=== GIVEN DATA ===
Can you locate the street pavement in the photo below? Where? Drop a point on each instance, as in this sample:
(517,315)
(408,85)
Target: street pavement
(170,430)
===
[THE TASK]
Arrange every line of the records above into a Markdown table with the columns "Row" and "Line," numbering each row and skipping any blank lines.

[RESULT OF THE TASK]
| Row | Line |
|---|---|
| 1 | Can you locate the street pavement in the photo below? Where? Drop a point on each instance, as in this sample: |
| 2 | (517,315) |
| 3 | (408,85) |
| 4 | Target: street pavement |
| 5 | (170,430) |